RECORD SET:
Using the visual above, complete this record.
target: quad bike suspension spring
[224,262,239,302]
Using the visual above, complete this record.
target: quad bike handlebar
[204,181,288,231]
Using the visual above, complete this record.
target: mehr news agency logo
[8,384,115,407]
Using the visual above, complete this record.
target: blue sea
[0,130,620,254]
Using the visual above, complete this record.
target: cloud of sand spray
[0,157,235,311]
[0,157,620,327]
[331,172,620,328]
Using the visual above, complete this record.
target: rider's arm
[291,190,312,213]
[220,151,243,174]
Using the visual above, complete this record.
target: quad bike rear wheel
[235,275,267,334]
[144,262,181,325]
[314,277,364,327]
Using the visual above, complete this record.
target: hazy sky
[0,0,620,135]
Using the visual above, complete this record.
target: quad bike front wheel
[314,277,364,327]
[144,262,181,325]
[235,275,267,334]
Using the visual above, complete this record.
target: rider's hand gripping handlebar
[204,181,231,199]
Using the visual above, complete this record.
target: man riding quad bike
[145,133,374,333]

EXERCISE DIRECTIONS: Copy every item above word for word, with all of its numbers.

FULL OUTPUT:
Using the visual above, complete this record.
target: quad bike suspension spring
[224,262,239,302]
Using the visual above, complete this record.
target: quad bike handlebar
[204,181,288,231]
Using the visual above, complete this record.
target: mehr news agency logo
[8,384,115,407]
Using the visual above, complete this record.
target: blue sea
[0,130,620,254]
Using the visual above, complete this record.
target: cloud of sand spray
[0,157,235,311]
[0,157,620,327]
[331,172,620,328]
Using the visual above, complete this record.
target: rider's arm
[291,190,312,213]
[220,151,243,174]
Using the visual above, complete this record.
target: quad bike rear wheel
[235,275,267,334]
[144,262,181,325]
[314,277,364,327]
Using the visual above, complete this record.
target: hazy sky
[0,0,620,135]
Using the visual above, complete this record.
target: quad bike front wheel
[314,277,364,327]
[144,262,181,325]
[235,275,267,334]
Using the visual above, complete this record.
target: rider's hand gripping handlebar
[204,181,231,199]
Using the visual above, complete this record.
target: man riding quad bike
[145,133,374,333]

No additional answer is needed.